__Work to complete__
Carry on the piece about casting a final vote in the AP college football poll, starting right after its last sentence.

If I had spat on the floor of the Mormon Tabernacle on Temple Square, I wouldn't have received as many stern e-mails from the state of Utah as I've had flood into my computer this week.
Whether it be "Josh from Salt Lake" or "David from Ogden," these well-intentioned fans have pleaded to the 65 of us who tonight will cast this season's final vote for the Associated Press Top 25 college football poll.
Their message is simple and heartfelt: The University of Utah, which at 13-0 is the only unbeaten team left on the college football landscape, deserves our vote for No. 1.
Not Florida or Oklahoma, which tonight play in what is titled the BCS National Championship Game. Not Texas, which has just one loss and has defeated Oklahoma head-to-head. Not Southern California, whose coach, Pete Carroll, believes his team is the best in the land.
Not anyone but the Utah Utes, who made an emphatic case by finishing their perfect season with a 31-17 victory over Alabama, which spent five weeks ranked No. 1.
To Utah fans, I say this: You have my sympathy. Not my vote, but my sympathy.
Chances are I will vote the winner of tonight's game No. 1, although there could be a circumstance for which I could justify naming Texas tops in the land. My final regular-season ballot had Florida, Texas and Oklahoma ranked 1, 2 and 3, and if Oklahoma won tonight's game but looked bad doing it (hard to imagine, isn't it?), I would be faced with a tough call.

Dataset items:
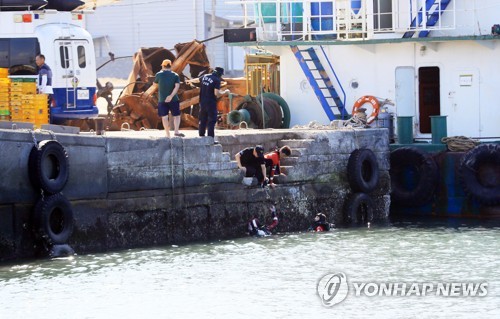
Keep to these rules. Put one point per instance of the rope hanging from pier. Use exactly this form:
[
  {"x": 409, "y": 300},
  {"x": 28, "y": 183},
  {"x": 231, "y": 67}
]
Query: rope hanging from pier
[{"x": 459, "y": 143}]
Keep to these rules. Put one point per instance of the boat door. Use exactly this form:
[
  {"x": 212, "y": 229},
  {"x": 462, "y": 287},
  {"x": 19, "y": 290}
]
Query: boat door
[
  {"x": 71, "y": 66},
  {"x": 464, "y": 113}
]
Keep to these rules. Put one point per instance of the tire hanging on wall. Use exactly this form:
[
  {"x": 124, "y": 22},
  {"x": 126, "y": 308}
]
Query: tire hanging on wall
[
  {"x": 480, "y": 173},
  {"x": 414, "y": 177},
  {"x": 359, "y": 210},
  {"x": 48, "y": 166},
  {"x": 362, "y": 171},
  {"x": 54, "y": 219}
]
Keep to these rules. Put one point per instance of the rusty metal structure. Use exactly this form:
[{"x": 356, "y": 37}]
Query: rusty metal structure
[{"x": 135, "y": 110}]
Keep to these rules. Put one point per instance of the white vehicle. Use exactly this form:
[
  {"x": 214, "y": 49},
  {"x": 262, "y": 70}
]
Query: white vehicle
[{"x": 68, "y": 50}]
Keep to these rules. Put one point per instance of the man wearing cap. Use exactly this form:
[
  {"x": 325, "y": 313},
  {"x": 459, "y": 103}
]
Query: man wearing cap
[
  {"x": 251, "y": 162},
  {"x": 209, "y": 92},
  {"x": 167, "y": 83}
]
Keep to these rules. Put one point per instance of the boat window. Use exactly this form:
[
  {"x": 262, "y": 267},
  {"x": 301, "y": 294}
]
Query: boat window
[
  {"x": 82, "y": 62},
  {"x": 64, "y": 54},
  {"x": 382, "y": 15}
]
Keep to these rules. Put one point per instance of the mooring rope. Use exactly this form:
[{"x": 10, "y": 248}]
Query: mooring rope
[{"x": 459, "y": 143}]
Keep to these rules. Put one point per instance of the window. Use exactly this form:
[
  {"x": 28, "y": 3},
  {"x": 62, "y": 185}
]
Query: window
[
  {"x": 64, "y": 54},
  {"x": 82, "y": 62},
  {"x": 19, "y": 55}
]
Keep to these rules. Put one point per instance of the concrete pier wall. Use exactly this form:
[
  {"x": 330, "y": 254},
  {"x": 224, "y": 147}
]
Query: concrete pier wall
[{"x": 135, "y": 191}]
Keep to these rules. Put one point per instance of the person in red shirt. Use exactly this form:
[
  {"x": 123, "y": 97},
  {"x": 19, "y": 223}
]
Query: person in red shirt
[{"x": 273, "y": 162}]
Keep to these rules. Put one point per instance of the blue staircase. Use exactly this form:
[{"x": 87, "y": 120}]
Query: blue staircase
[
  {"x": 434, "y": 9},
  {"x": 321, "y": 82}
]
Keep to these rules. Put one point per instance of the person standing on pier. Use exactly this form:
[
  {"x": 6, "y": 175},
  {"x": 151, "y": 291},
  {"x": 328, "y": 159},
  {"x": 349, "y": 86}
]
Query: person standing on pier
[
  {"x": 273, "y": 162},
  {"x": 209, "y": 92},
  {"x": 167, "y": 82},
  {"x": 251, "y": 162},
  {"x": 44, "y": 85}
]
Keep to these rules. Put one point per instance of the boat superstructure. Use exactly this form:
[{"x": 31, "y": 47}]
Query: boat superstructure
[{"x": 428, "y": 57}]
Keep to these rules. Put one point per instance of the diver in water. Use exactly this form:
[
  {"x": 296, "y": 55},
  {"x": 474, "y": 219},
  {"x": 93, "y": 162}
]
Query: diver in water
[
  {"x": 254, "y": 226},
  {"x": 256, "y": 229},
  {"x": 320, "y": 223},
  {"x": 271, "y": 227}
]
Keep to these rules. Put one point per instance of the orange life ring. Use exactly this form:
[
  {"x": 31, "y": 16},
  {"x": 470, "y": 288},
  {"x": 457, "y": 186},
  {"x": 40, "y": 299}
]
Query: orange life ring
[{"x": 368, "y": 99}]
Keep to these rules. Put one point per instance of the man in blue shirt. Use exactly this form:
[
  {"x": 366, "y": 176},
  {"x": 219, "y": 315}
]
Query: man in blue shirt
[
  {"x": 209, "y": 92},
  {"x": 44, "y": 85},
  {"x": 167, "y": 83}
]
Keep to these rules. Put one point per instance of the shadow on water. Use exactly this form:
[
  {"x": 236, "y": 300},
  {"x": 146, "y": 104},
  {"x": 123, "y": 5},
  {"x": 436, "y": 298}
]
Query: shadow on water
[{"x": 442, "y": 222}]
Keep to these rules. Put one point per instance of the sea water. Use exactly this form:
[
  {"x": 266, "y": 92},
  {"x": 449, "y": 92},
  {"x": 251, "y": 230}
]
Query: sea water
[{"x": 272, "y": 277}]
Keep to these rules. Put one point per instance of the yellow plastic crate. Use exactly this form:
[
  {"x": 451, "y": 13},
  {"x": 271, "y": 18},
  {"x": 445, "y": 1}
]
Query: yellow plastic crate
[{"x": 41, "y": 97}]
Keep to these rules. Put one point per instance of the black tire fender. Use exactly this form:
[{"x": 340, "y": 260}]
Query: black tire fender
[
  {"x": 48, "y": 166},
  {"x": 54, "y": 219},
  {"x": 363, "y": 171},
  {"x": 414, "y": 177},
  {"x": 479, "y": 173},
  {"x": 358, "y": 210}
]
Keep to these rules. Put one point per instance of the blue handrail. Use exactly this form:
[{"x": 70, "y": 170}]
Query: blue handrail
[{"x": 335, "y": 74}]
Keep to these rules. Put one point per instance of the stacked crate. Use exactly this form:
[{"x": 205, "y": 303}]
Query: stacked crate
[
  {"x": 16, "y": 101},
  {"x": 4, "y": 95},
  {"x": 26, "y": 105},
  {"x": 41, "y": 109}
]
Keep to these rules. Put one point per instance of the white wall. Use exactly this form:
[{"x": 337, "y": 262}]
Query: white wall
[
  {"x": 131, "y": 24},
  {"x": 373, "y": 67}
]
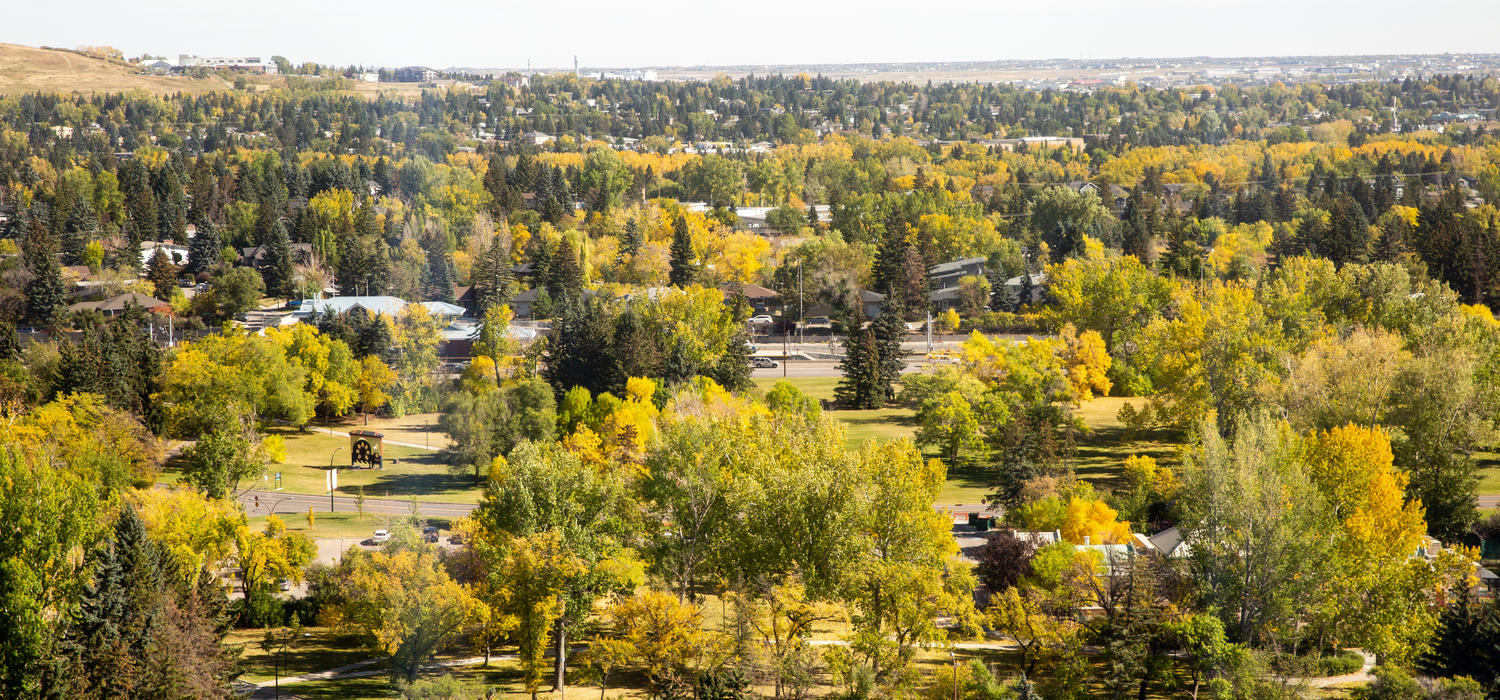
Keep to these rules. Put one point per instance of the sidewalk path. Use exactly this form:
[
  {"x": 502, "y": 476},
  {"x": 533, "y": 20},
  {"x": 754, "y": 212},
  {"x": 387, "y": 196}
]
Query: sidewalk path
[{"x": 1361, "y": 676}]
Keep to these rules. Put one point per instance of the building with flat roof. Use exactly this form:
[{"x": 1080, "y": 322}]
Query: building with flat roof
[{"x": 248, "y": 63}]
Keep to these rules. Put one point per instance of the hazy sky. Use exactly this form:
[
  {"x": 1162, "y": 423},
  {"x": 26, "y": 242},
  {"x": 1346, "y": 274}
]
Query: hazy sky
[{"x": 678, "y": 32}]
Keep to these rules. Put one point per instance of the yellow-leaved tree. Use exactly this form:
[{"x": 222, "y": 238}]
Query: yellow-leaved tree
[
  {"x": 1377, "y": 594},
  {"x": 410, "y": 606},
  {"x": 1088, "y": 361}
]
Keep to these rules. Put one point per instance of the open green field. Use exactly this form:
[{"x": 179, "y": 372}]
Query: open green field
[
  {"x": 321, "y": 649},
  {"x": 1098, "y": 459},
  {"x": 344, "y": 525},
  {"x": 1488, "y": 471},
  {"x": 410, "y": 471}
]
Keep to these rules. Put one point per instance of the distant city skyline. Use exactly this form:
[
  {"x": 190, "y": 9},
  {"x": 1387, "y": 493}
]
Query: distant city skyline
[{"x": 446, "y": 33}]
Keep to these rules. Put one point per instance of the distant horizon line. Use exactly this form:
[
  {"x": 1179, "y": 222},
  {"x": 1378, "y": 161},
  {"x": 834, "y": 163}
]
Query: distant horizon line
[{"x": 804, "y": 66}]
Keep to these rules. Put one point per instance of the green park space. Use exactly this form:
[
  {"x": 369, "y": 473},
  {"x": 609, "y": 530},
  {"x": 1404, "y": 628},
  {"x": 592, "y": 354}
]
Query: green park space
[
  {"x": 321, "y": 649},
  {"x": 408, "y": 471},
  {"x": 1098, "y": 456},
  {"x": 344, "y": 525}
]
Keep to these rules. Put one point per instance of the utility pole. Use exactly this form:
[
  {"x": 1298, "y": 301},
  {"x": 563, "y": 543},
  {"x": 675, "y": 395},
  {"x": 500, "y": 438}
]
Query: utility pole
[{"x": 333, "y": 475}]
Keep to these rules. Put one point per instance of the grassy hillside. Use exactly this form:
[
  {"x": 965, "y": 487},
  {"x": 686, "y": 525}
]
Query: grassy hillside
[{"x": 26, "y": 69}]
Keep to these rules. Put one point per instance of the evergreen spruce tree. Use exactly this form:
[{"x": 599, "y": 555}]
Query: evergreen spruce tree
[
  {"x": 275, "y": 264},
  {"x": 681, "y": 272},
  {"x": 1466, "y": 643},
  {"x": 1002, "y": 299},
  {"x": 732, "y": 367},
  {"x": 581, "y": 351},
  {"x": 9, "y": 342},
  {"x": 77, "y": 228},
  {"x": 1028, "y": 293},
  {"x": 888, "y": 332},
  {"x": 162, "y": 275},
  {"x": 110, "y": 640},
  {"x": 171, "y": 206},
  {"x": 438, "y": 281},
  {"x": 140, "y": 201},
  {"x": 203, "y": 249},
  {"x": 1347, "y": 234},
  {"x": 564, "y": 276},
  {"x": 45, "y": 297},
  {"x": 638, "y": 352},
  {"x": 860, "y": 387},
  {"x": 495, "y": 183},
  {"x": 494, "y": 282},
  {"x": 630, "y": 240}
]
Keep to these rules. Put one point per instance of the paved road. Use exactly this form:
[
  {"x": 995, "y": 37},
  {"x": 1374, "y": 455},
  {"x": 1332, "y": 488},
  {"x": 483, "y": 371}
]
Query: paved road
[{"x": 264, "y": 502}]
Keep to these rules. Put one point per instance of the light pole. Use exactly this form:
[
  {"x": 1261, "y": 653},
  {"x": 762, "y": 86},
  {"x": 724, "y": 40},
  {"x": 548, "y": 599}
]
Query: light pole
[
  {"x": 954, "y": 658},
  {"x": 800, "y": 323},
  {"x": 330, "y": 475}
]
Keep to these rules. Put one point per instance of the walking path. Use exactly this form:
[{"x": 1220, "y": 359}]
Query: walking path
[
  {"x": 392, "y": 442},
  {"x": 1361, "y": 676}
]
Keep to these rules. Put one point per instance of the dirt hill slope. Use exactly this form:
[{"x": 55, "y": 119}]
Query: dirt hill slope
[{"x": 26, "y": 69}]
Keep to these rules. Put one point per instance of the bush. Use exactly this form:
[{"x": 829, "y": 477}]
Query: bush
[
  {"x": 1338, "y": 663},
  {"x": 1004, "y": 559},
  {"x": 443, "y": 687},
  {"x": 1001, "y": 323}
]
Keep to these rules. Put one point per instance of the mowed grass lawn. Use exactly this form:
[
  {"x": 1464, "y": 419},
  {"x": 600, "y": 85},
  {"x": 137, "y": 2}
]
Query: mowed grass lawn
[
  {"x": 345, "y": 525},
  {"x": 321, "y": 649},
  {"x": 1100, "y": 453},
  {"x": 410, "y": 471},
  {"x": 1488, "y": 471}
]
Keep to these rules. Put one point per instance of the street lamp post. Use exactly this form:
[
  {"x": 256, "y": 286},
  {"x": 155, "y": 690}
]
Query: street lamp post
[
  {"x": 954, "y": 658},
  {"x": 330, "y": 478}
]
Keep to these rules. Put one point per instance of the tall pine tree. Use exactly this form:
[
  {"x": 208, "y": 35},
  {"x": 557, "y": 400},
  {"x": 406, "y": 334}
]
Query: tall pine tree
[
  {"x": 45, "y": 297},
  {"x": 275, "y": 264},
  {"x": 860, "y": 387},
  {"x": 683, "y": 270}
]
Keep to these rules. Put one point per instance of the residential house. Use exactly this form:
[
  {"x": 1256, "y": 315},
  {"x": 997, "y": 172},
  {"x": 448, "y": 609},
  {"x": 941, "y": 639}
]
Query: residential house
[
  {"x": 872, "y": 303},
  {"x": 414, "y": 74},
  {"x": 1038, "y": 282},
  {"x": 947, "y": 275},
  {"x": 464, "y": 296},
  {"x": 251, "y": 65},
  {"x": 117, "y": 305},
  {"x": 761, "y": 299},
  {"x": 300, "y": 255},
  {"x": 525, "y": 302},
  {"x": 176, "y": 254}
]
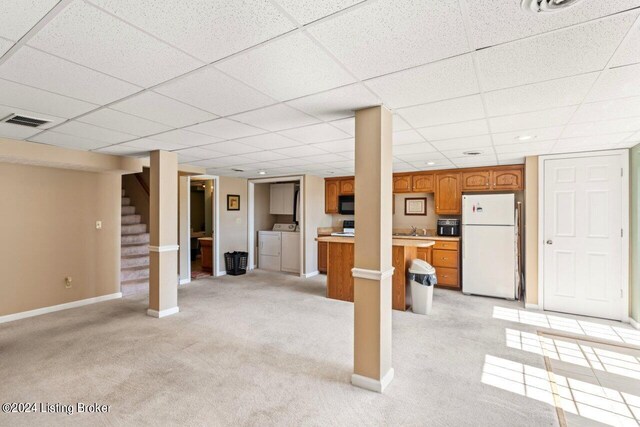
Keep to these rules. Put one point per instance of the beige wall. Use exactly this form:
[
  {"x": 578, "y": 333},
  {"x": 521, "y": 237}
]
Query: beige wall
[
  {"x": 314, "y": 217},
  {"x": 531, "y": 230},
  {"x": 400, "y": 220},
  {"x": 232, "y": 233},
  {"x": 48, "y": 232}
]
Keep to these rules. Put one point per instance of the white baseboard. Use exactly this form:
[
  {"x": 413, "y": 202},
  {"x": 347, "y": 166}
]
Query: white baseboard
[
  {"x": 162, "y": 313},
  {"x": 371, "y": 384},
  {"x": 59, "y": 307}
]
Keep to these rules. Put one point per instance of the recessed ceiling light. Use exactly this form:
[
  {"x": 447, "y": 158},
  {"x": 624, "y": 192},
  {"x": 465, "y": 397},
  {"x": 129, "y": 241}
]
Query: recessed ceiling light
[{"x": 525, "y": 137}]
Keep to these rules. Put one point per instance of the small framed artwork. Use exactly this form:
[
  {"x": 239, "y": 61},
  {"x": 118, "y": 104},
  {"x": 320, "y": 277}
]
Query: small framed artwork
[
  {"x": 415, "y": 206},
  {"x": 233, "y": 202}
]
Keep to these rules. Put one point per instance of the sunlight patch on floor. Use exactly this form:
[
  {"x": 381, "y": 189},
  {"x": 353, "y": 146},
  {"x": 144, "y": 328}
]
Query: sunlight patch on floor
[
  {"x": 558, "y": 323},
  {"x": 577, "y": 397}
]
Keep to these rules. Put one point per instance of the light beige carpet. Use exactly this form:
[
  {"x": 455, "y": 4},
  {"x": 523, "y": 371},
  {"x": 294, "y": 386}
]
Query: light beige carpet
[{"x": 261, "y": 349}]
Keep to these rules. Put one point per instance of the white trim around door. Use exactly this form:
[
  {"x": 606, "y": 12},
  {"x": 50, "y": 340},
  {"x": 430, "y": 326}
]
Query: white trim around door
[{"x": 624, "y": 212}]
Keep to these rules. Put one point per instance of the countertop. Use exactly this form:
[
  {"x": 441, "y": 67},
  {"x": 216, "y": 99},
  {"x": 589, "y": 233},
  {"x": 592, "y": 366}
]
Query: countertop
[{"x": 418, "y": 243}]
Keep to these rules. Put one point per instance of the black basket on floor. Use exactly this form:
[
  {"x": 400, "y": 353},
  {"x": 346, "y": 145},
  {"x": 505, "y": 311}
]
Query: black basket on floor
[{"x": 236, "y": 262}]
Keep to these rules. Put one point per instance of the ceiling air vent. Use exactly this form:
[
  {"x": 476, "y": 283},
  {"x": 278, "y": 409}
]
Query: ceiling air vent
[
  {"x": 537, "y": 6},
  {"x": 24, "y": 121}
]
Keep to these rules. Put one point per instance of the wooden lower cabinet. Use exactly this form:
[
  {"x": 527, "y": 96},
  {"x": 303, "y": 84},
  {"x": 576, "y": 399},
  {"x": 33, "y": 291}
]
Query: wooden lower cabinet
[
  {"x": 446, "y": 260},
  {"x": 322, "y": 257}
]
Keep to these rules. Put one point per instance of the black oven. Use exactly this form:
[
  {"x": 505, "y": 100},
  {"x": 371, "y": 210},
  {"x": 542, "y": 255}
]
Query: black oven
[{"x": 346, "y": 205}]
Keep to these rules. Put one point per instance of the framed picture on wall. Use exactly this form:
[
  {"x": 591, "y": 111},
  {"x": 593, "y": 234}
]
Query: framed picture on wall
[
  {"x": 415, "y": 206},
  {"x": 233, "y": 202}
]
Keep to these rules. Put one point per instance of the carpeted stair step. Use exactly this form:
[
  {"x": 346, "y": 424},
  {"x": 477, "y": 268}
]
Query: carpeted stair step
[
  {"x": 131, "y": 219},
  {"x": 132, "y": 273},
  {"x": 135, "y": 239},
  {"x": 134, "y": 249},
  {"x": 138, "y": 260},
  {"x": 128, "y": 210},
  {"x": 133, "y": 229}
]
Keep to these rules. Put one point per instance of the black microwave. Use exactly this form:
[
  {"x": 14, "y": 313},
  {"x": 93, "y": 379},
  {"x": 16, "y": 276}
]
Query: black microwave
[{"x": 346, "y": 205}]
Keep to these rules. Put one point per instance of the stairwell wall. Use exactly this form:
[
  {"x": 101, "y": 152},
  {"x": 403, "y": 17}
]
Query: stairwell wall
[{"x": 48, "y": 228}]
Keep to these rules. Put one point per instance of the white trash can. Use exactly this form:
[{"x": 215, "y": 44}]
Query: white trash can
[{"x": 421, "y": 288}]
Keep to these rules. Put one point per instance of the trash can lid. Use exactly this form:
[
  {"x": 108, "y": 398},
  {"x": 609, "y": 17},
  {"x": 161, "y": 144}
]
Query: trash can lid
[{"x": 419, "y": 266}]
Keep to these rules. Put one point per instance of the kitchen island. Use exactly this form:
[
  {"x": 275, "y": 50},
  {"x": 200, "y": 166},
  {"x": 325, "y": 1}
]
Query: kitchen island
[{"x": 340, "y": 260}]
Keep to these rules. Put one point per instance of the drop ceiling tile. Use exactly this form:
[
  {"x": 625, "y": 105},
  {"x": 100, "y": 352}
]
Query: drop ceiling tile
[
  {"x": 386, "y": 36},
  {"x": 208, "y": 29},
  {"x": 275, "y": 118},
  {"x": 225, "y": 129},
  {"x": 505, "y": 21},
  {"x": 212, "y": 90},
  {"x": 301, "y": 151},
  {"x": 449, "y": 78},
  {"x": 545, "y": 118},
  {"x": 40, "y": 101},
  {"x": 336, "y": 103},
  {"x": 185, "y": 138},
  {"x": 406, "y": 137},
  {"x": 268, "y": 141},
  {"x": 308, "y": 11},
  {"x": 465, "y": 143},
  {"x": 85, "y": 130},
  {"x": 455, "y": 130},
  {"x": 553, "y": 55},
  {"x": 267, "y": 156},
  {"x": 602, "y": 128},
  {"x": 231, "y": 147},
  {"x": 539, "y": 96},
  {"x": 338, "y": 146},
  {"x": 199, "y": 153},
  {"x": 521, "y": 147},
  {"x": 18, "y": 16},
  {"x": 288, "y": 68},
  {"x": 79, "y": 33},
  {"x": 607, "y": 110},
  {"x": 617, "y": 83},
  {"x": 158, "y": 108},
  {"x": 629, "y": 52},
  {"x": 540, "y": 134},
  {"x": 67, "y": 141},
  {"x": 422, "y": 147},
  {"x": 122, "y": 122},
  {"x": 443, "y": 112},
  {"x": 8, "y": 130},
  {"x": 150, "y": 144},
  {"x": 347, "y": 125},
  {"x": 38, "y": 69},
  {"x": 315, "y": 133}
]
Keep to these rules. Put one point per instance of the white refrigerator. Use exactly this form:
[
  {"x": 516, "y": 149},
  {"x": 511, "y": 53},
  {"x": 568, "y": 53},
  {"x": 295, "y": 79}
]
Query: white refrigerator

__Exercise output__
I had Utah No. 6 in my last ballot, behind No. 4 Southern California and No. 5 Alabama. So Utah is definitely moving up.
But not to No. 1, and therein lies the problem.
Utah may, in fact, be the best team in the country. We don't know, nor will we. It's a guessing game when teams do not meet in some kind of a playoff or elimination series. And because Utah's schedule in the Mountain West Conference includes the likes of San Diego State, New Mexico, UNLV and Wyoming, I can only wonder how the Utes would stand up to a weekly dose of Big 12 or SEC competition.
My guess is that Florida or Oklahoma is a touch better, but I sympathize with Utah fans who believe their team would prevail.
That's why, of course, college football's championship would be so much more compelling if we had a simple, eight-team playoff.
OK, it's not so simple. But if college football wanted to push the envelope a little (and if you told the college football powers there was more money in the envelope), it could happen.
One argument against the playoff is preserving the sanctity of the current bowl system. Hey, I'm a bowl fan. I see the economic boost for the host communities, I understand the value in a bowl trip for teams and their fans and I would never want to kill the glamour of something as magical as the Rose Bowl.
But I believe the bowls can be incorporated into a playoff, making those games more relevant and more profitable than they already are.
Consider this structure, based on the 2008 season:
The top eight teams in the final BCS standings would be included in the playoff.
Four quarterfinal games would have been played on Dec. 22 and Dec. 23. I'm automatically including the four BCS Bowl games (Rose, Orange, Sugar, Fiesta), plus I'm adding two more that will be needed to fill out the semifinal round.
The quarterfinal matchups would have been No. 1 seed Oklahoma vs. No. 8 Penn State in the Capital One Bowl, No. 2 Florida vs. No. 7 Texas Tech in the Orange Bowl, No. 3 Texas vs. No. 6 Utah in the Sugar Bowl and No. 4 Alabama vs. No. 5 Southern California in the Cotton Bowl.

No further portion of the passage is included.